** Opening Listed entries block **
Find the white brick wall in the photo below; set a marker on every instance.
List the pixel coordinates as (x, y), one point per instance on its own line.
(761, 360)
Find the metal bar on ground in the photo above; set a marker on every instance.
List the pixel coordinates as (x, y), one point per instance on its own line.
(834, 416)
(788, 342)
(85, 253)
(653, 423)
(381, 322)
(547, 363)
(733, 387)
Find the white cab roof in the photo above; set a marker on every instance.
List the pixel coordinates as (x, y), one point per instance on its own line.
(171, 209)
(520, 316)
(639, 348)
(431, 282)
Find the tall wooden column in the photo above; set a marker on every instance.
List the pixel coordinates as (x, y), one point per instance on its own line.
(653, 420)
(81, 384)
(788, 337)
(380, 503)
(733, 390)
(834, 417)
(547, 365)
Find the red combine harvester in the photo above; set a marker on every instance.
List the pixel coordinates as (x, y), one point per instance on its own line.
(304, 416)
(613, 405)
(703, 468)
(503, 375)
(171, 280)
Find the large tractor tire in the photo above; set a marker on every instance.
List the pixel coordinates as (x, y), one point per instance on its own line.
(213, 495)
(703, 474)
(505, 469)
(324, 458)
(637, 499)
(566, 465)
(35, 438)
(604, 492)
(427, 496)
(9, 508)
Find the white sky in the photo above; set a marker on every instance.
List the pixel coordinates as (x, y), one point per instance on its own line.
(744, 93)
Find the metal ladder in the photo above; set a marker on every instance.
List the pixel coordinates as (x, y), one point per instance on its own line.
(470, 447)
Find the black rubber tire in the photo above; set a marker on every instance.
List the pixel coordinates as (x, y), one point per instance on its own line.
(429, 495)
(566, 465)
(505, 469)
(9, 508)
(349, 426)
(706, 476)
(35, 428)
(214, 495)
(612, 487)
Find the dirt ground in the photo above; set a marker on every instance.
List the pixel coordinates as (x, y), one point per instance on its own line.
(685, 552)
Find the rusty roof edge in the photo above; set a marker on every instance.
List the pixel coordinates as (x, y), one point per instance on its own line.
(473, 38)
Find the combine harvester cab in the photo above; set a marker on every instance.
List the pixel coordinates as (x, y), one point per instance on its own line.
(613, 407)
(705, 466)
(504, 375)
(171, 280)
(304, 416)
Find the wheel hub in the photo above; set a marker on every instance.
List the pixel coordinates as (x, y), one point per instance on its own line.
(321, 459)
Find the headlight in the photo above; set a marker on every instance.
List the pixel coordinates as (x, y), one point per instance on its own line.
** Closing Listed entries block **
--- Assignment ---
One line above contains "Find the black". Output that line and each one after it, word for word, and nothing else.

--- Task output ---
Find the black rubber tire in the photo above; set a marker on every instance.
List the pixel coordinates as (x, y), one point per instance on its own line.
(429, 495)
(566, 465)
(505, 469)
(9, 508)
(349, 426)
(706, 476)
(35, 428)
(214, 495)
(612, 487)
Find the dirt ground in the photo above; set a marker on every instance.
List the pixel coordinates as (x, y), one point per instance on its own line.
(685, 552)
Find the rusty roof edge in the photo above; set a marker on every instance.
List the pixel coordinates as (x, y), one point per instance on its own line.
(473, 38)
Find the combine harvester cab in the photo above; set a marker on every instance.
List the pixel coordinates as (x, y), one point per instance on its own line.
(613, 407)
(705, 466)
(504, 375)
(171, 280)
(304, 416)
Find the wheel hub in the photo above; set a marker on every instance.
List the pixel coordinates as (x, y), one point per instance on its own line.
(321, 459)
Find the headlight in the photo above; set a marker on every instance.
List the pixel coordinates as (x, y), one point per instance on its own line.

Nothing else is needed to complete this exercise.